PROBLEM DESCRIPTION:
How many lines below contain the string "plate"? Case counts. Reply with the number alone.
Start
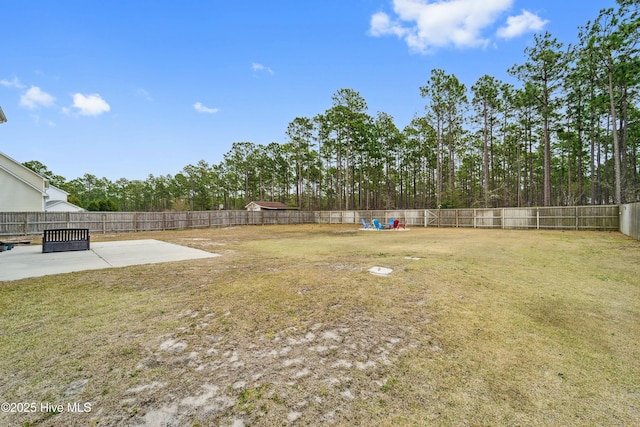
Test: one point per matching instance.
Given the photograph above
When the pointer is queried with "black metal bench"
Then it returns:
(65, 239)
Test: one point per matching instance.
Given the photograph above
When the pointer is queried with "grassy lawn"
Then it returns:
(472, 327)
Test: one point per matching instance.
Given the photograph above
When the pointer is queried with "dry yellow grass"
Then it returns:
(473, 327)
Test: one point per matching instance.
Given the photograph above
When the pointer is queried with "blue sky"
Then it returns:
(128, 88)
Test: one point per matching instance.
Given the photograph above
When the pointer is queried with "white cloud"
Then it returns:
(90, 105)
(12, 83)
(259, 67)
(35, 97)
(428, 25)
(202, 109)
(518, 25)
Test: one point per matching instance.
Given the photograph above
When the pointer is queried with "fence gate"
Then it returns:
(431, 218)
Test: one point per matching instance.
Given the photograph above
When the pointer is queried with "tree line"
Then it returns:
(568, 134)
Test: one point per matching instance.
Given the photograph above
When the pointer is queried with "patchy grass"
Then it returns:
(473, 327)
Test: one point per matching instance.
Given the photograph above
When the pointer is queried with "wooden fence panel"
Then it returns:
(557, 217)
(630, 220)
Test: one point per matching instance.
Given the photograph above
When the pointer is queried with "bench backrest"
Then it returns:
(66, 235)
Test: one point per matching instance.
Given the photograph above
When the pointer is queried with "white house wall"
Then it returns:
(16, 196)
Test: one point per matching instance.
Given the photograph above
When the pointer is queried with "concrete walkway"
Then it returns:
(29, 261)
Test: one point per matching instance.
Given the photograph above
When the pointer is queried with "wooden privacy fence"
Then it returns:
(630, 220)
(560, 218)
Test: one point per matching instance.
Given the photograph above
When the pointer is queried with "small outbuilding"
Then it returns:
(269, 206)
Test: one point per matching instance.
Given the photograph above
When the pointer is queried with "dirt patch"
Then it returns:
(305, 374)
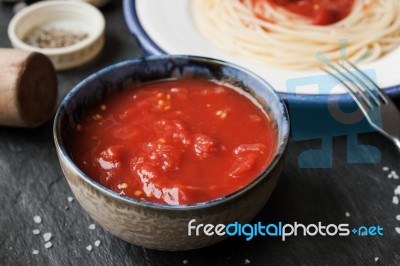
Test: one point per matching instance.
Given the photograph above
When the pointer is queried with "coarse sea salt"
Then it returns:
(37, 219)
(47, 237)
(395, 200)
(397, 190)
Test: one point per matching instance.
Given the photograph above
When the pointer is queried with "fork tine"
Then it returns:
(377, 89)
(364, 88)
(361, 100)
(342, 78)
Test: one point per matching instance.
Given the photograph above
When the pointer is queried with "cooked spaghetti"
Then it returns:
(268, 32)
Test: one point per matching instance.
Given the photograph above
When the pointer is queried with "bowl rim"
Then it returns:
(94, 34)
(63, 154)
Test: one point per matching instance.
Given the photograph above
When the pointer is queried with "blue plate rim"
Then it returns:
(152, 48)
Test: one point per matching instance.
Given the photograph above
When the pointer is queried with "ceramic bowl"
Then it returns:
(69, 16)
(159, 226)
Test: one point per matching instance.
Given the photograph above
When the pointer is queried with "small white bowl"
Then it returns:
(71, 16)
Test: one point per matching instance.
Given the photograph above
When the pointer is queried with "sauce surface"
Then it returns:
(320, 12)
(175, 141)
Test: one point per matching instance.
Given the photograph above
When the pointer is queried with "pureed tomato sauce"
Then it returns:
(175, 141)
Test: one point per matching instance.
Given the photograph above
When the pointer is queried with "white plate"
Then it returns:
(170, 25)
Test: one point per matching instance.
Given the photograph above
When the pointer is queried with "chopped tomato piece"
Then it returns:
(242, 165)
End
RESPONSE TO THE TASK:
2